• **Job**: Report how many of the lines below contain the string "projector", giving only the number.

• **Excerpted data**:
────

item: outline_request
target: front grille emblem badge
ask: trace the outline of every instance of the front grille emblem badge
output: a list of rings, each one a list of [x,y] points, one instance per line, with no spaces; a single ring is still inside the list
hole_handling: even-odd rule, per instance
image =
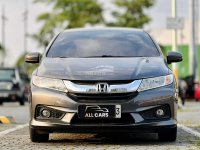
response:
[[[109,85],[107,83],[98,83],[97,84],[97,92],[107,93],[108,91],[109,91]]]

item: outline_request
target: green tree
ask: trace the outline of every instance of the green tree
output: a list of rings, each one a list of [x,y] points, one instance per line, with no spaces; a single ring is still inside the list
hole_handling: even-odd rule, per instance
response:
[[[140,27],[148,23],[151,19],[144,10],[154,4],[154,0],[114,0],[114,4],[121,11],[113,11],[114,22],[109,22],[109,26]]]
[[[58,31],[104,22],[102,6],[96,0],[35,0],[35,2],[52,6],[52,11],[45,12],[37,18],[43,26],[33,38],[40,46],[46,47]]]

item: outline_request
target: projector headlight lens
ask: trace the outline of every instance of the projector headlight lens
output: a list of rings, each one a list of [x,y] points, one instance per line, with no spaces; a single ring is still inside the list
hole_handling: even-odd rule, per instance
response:
[[[62,92],[67,92],[67,88],[64,82],[60,79],[33,76],[32,82],[35,86],[38,86],[41,88],[48,88],[48,89],[54,89],[54,90],[58,90]]]
[[[173,74],[155,78],[143,79],[138,91],[150,90],[171,84],[174,81]]]

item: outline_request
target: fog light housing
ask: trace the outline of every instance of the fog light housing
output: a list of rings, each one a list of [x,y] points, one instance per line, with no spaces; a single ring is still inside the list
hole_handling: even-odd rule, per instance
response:
[[[140,112],[144,120],[163,120],[171,117],[169,105],[162,105],[155,108],[147,109]]]
[[[157,109],[157,110],[156,110],[156,115],[157,115],[158,117],[162,117],[162,116],[165,115],[165,112],[164,112],[163,109]]]
[[[49,118],[49,117],[51,116],[51,112],[50,112],[49,110],[47,110],[47,109],[43,109],[43,110],[41,111],[41,115],[42,115],[43,117]]]
[[[39,105],[36,107],[35,118],[36,119],[58,119],[61,120],[65,115],[65,112],[49,108],[48,106]]]

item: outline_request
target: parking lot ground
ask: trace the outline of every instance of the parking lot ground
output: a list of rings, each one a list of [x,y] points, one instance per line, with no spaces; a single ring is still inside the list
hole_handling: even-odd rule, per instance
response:
[[[13,129],[13,127],[19,126],[21,124],[26,124],[28,122],[28,105],[18,106],[17,104],[5,104],[4,106],[0,107],[0,113],[2,109],[9,109],[9,115],[16,117],[17,124],[0,125],[0,133],[2,131]],[[178,111],[179,124],[189,127],[190,129],[194,129],[200,133],[199,116],[200,103],[196,103],[194,101],[187,102],[184,109]],[[156,134],[120,134],[116,136],[105,136],[98,134],[65,133],[50,134],[50,140],[46,143],[32,143],[29,138],[28,126],[25,126],[21,129],[9,132],[4,136],[0,136],[0,149],[199,150],[200,139],[195,135],[190,134],[181,128],[178,128],[178,136],[176,142],[160,142],[157,140]]]

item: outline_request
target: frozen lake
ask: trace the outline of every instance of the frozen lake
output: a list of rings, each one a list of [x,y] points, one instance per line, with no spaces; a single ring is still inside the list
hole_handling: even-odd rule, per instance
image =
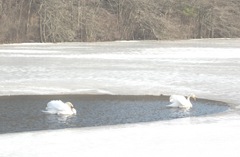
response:
[[[214,39],[1,45],[0,95],[7,98],[195,93],[198,98],[225,102],[231,109],[168,121],[2,134],[0,156],[238,156],[239,42]],[[0,118],[3,124],[3,116]]]
[[[77,115],[42,113],[50,100],[71,101]],[[0,134],[65,128],[83,128],[171,120],[217,114],[227,104],[209,100],[193,102],[190,110],[169,108],[169,97],[113,95],[49,95],[0,97]]]

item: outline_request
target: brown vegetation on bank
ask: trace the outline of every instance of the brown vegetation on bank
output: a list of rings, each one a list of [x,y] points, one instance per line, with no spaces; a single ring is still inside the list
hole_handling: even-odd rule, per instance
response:
[[[240,0],[0,0],[0,43],[240,37]]]

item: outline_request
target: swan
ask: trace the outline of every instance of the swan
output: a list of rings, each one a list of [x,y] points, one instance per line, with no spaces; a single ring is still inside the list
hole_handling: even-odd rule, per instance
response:
[[[182,95],[171,95],[169,101],[171,102],[170,105],[167,107],[178,107],[184,109],[192,108],[192,103],[190,102],[190,98],[196,100],[196,96],[194,94],[190,94],[187,98]]]
[[[61,100],[52,100],[47,103],[46,110],[42,112],[48,114],[76,115],[77,111],[71,102],[62,102]]]

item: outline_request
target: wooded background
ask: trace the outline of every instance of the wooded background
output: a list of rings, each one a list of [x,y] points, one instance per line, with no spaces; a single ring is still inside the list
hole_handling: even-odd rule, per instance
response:
[[[240,37],[240,0],[0,0],[0,43]]]

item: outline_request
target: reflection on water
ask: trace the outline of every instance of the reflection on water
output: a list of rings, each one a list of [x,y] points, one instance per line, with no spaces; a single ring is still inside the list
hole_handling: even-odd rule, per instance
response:
[[[42,113],[52,99],[71,101],[77,115]],[[193,102],[193,108],[188,111],[168,108],[168,104],[168,97],[163,96],[3,96],[0,97],[0,133],[150,122],[228,109],[224,103],[207,100]]]

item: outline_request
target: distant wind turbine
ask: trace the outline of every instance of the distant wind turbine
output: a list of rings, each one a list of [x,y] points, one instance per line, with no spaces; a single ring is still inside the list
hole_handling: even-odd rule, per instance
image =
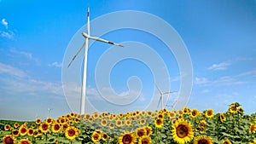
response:
[[[86,89],[86,73],[87,73],[87,52],[88,52],[88,43],[89,39],[96,40],[96,41],[100,41],[103,43],[107,43],[109,44],[119,46],[119,47],[124,47],[121,44],[118,44],[115,43],[113,43],[111,41],[108,41],[100,37],[91,37],[90,34],[90,18],[89,18],[89,6],[87,7],[87,33],[82,32],[82,35],[84,37],[85,41],[82,44],[82,47],[79,49],[79,51],[76,53],[76,55],[73,57],[72,60],[67,66],[67,68],[71,66],[72,62],[75,60],[77,55],[80,53],[84,46],[85,45],[84,48],[84,70],[83,70],[83,80],[82,80],[82,88],[81,88],[81,101],[80,101],[80,113],[84,114],[85,111],[85,89]]]
[[[49,118],[49,112],[50,112],[51,110],[53,110],[53,108],[48,108],[47,118]]]
[[[161,90],[159,89],[159,87],[156,84],[155,84],[155,87],[157,88],[157,89],[158,89],[158,91],[159,91],[159,93],[160,95],[160,97],[158,104],[157,104],[157,107],[159,107],[159,105],[161,102],[161,108],[163,109],[163,106],[164,106],[164,100],[163,100],[164,98],[163,98],[163,96],[164,96],[164,95],[175,93],[177,91],[167,91],[167,92],[164,92],[163,93],[163,92],[161,92]]]

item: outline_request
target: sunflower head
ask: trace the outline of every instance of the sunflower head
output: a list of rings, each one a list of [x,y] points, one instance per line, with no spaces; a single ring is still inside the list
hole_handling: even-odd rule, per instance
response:
[[[222,144],[232,144],[229,139],[224,140]]]
[[[149,136],[143,135],[139,139],[139,144],[150,144],[152,143],[152,140]]]
[[[154,120],[154,125],[156,128],[162,128],[164,126],[164,120],[162,118],[156,118]]]
[[[119,138],[119,144],[134,144],[135,136],[131,132],[123,133]]]
[[[205,111],[205,116],[208,118],[212,118],[214,115],[213,110],[212,109],[207,109]]]
[[[11,135],[6,135],[3,137],[3,144],[15,144],[15,138],[14,138]]]
[[[93,142],[98,142],[101,140],[102,135],[96,131],[93,132],[91,135],[91,140]]]
[[[192,125],[184,119],[178,119],[172,127],[172,138],[176,142],[186,143],[193,139]]]
[[[194,144],[212,144],[212,138],[206,135],[195,137]]]

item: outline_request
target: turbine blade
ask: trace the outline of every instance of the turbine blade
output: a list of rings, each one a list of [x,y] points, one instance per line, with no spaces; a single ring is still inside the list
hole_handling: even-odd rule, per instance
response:
[[[158,104],[157,104],[157,108],[159,107],[159,105],[160,105],[161,100],[162,100],[162,95],[160,95],[160,98],[159,99],[159,101],[158,101]]]
[[[93,40],[96,40],[96,41],[103,42],[103,43],[109,43],[109,44],[113,44],[113,45],[116,45],[116,46],[119,46],[119,47],[124,47],[124,46],[121,45],[121,44],[115,43],[113,43],[113,42],[108,41],[108,40],[106,40],[106,39],[102,39],[102,38],[96,37],[89,37],[88,38],[93,39]]]
[[[90,9],[89,5],[87,5],[87,34],[90,36]]]
[[[82,44],[81,48],[79,49],[79,51],[77,52],[77,54],[73,57],[72,60],[69,62],[67,68],[71,66],[71,64],[73,63],[73,61],[76,59],[77,55],[80,53],[80,51],[82,50],[83,47],[85,44],[85,41],[84,42],[84,43]]]
[[[172,94],[172,93],[176,93],[176,92],[177,92],[177,91],[168,91],[168,92],[163,93],[163,95],[166,95],[166,94]]]
[[[154,85],[155,85],[155,87],[157,88],[159,93],[160,93],[160,95],[162,95],[162,93],[161,93],[161,91],[160,90],[160,89],[158,88],[158,86],[157,86],[156,84],[154,84]]]

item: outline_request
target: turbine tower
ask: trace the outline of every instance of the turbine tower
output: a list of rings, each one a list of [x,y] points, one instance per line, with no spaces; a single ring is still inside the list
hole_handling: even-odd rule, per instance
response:
[[[164,92],[163,93],[163,92],[161,92],[161,90],[159,89],[159,87],[156,84],[155,84],[155,87],[157,88],[157,89],[158,89],[158,91],[160,95],[160,97],[158,104],[157,104],[157,108],[159,107],[159,105],[161,102],[161,109],[163,109],[163,106],[164,106],[164,100],[163,100],[164,98],[163,98],[163,96],[164,96],[164,95],[175,93],[177,91],[168,91],[168,92]],[[169,96],[168,96],[168,99],[169,99]]]
[[[73,57],[72,60],[68,64],[67,67],[69,67],[72,64],[72,62],[75,60],[77,55],[80,53],[82,49],[84,47],[84,69],[83,69],[83,80],[82,80],[82,88],[81,88],[81,101],[80,101],[80,113],[84,114],[85,111],[85,91],[86,91],[86,74],[87,74],[87,52],[88,52],[88,45],[89,45],[89,39],[100,41],[103,43],[107,43],[109,44],[124,47],[121,44],[118,44],[115,43],[113,43],[111,41],[108,41],[100,37],[91,37],[90,34],[90,18],[89,18],[89,6],[87,7],[87,33],[82,32],[82,36],[84,37],[85,40],[84,43],[82,44],[82,47],[79,49],[79,51],[76,53],[76,55]]]

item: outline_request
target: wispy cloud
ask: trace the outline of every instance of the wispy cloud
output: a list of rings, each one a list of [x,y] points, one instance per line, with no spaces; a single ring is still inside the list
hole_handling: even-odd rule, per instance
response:
[[[249,78],[252,81],[242,80],[246,78]],[[252,78],[256,78],[256,70],[244,72],[234,76],[224,76],[215,80],[209,80],[207,78],[196,77],[195,84],[204,86],[245,84],[252,82],[253,83],[253,79]]]
[[[225,69],[227,69],[228,66],[230,66],[230,63],[225,61],[225,62],[221,62],[218,64],[213,64],[211,66],[209,66],[207,69],[213,70],[213,71],[225,70]]]
[[[48,66],[49,66],[61,67],[62,66],[62,63],[55,61],[53,63],[49,64]]]
[[[1,73],[6,73],[8,75],[15,76],[15,77],[19,77],[19,78],[27,78],[28,77],[28,75],[22,70],[20,70],[12,66],[6,65],[6,64],[0,62],[0,74]]]

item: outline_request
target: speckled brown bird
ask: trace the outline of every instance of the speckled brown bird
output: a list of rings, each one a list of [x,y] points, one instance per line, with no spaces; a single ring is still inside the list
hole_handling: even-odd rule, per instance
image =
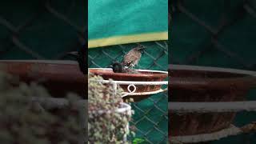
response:
[[[137,47],[130,50],[124,57],[122,61],[122,65],[128,68],[133,68],[138,65],[142,57],[142,53],[145,50],[145,46],[138,45]]]

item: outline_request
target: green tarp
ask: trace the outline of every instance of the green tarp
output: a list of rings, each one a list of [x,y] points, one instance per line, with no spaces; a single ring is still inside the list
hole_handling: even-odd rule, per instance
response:
[[[89,48],[166,40],[167,0],[89,0]]]

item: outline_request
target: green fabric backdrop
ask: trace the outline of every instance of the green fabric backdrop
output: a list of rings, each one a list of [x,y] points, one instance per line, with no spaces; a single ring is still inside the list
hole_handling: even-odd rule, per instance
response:
[[[168,31],[167,0],[89,0],[89,40]]]

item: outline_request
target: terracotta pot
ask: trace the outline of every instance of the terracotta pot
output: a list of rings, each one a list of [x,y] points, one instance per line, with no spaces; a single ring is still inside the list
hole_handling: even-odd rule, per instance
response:
[[[111,69],[91,68],[90,72],[102,76],[104,79],[113,79],[115,81],[134,81],[134,82],[162,82],[167,78],[168,74],[163,71],[157,70],[138,70],[140,74],[126,74],[126,73],[114,73]],[[128,85],[120,85],[125,92],[128,92]],[[161,89],[161,85],[138,85],[136,86],[135,93],[152,92]],[[133,89],[131,89],[133,90]],[[127,96],[125,98],[133,98],[138,102],[148,98],[149,95],[136,95]]]
[[[256,84],[255,72],[202,66],[169,66],[169,101],[234,102],[246,99]],[[211,133],[228,127],[235,113],[174,114],[169,110],[171,136]]]
[[[68,92],[86,98],[87,78],[76,62],[1,60],[0,70],[17,75],[27,83],[38,82],[55,98],[65,97]]]

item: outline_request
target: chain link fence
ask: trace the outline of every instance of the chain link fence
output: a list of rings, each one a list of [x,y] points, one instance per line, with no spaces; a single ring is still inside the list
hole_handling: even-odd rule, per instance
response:
[[[85,43],[85,1],[3,1],[1,59],[63,59]]]
[[[168,44],[166,41],[140,43],[146,47],[138,68],[167,70]],[[122,57],[137,44],[111,46],[90,49],[89,67],[106,68],[113,62],[121,62]],[[166,143],[168,138],[168,92],[154,94],[138,102],[132,103],[135,114],[130,122],[136,136],[134,140],[146,143]],[[133,141],[133,140],[132,140]]]
[[[172,1],[170,63],[256,70],[256,2]],[[256,90],[248,94],[255,100]],[[234,124],[255,121],[255,113],[239,113]],[[211,143],[255,143],[255,134]]]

────

• **Answer for this exercise**: 2